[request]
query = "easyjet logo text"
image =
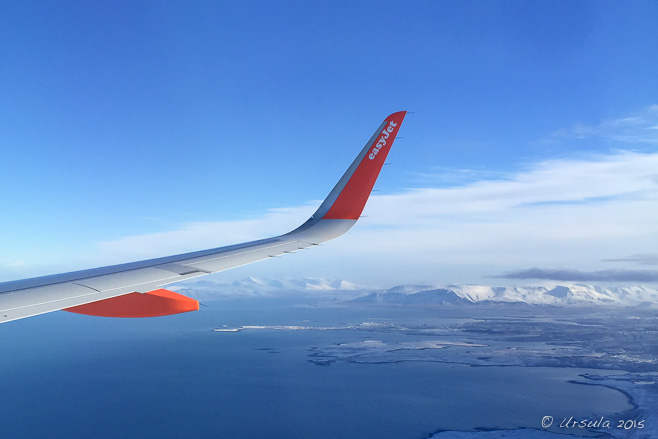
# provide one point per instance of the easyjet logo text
(386, 132)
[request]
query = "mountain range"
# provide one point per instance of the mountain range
(453, 295)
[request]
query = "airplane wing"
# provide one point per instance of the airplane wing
(134, 289)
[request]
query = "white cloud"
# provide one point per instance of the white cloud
* * * * * * * * *
**Task goal**: Lay out the lines of the data above as a Markdown table with two columns, "Row" for the row number and "Data line" for the line itself. Skip blank lines, cover all of the data, and leave the pictures out of the table.

**Complete output**:
| Row | Data line |
|---|---|
| 1 | [request] |
| 2 | query = "easyjet logo text" |
| 3 | image = |
| 4 | # provide one point per instance of the easyjet logo text |
| 5 | (386, 132) |
| 6 | [request] |
| 7 | query = "mountain range" |
| 8 | # provide one point per instance of the mountain range |
| 9 | (453, 295) |
| 10 | [request] |
| 11 | query = "airplane wing" |
| 12 | # provide one point per instance of the airplane wing |
| 13 | (134, 289) |
| 14 | [request] |
| 15 | query = "white cloud" |
| 16 | # provide one point per instance of the white cloud |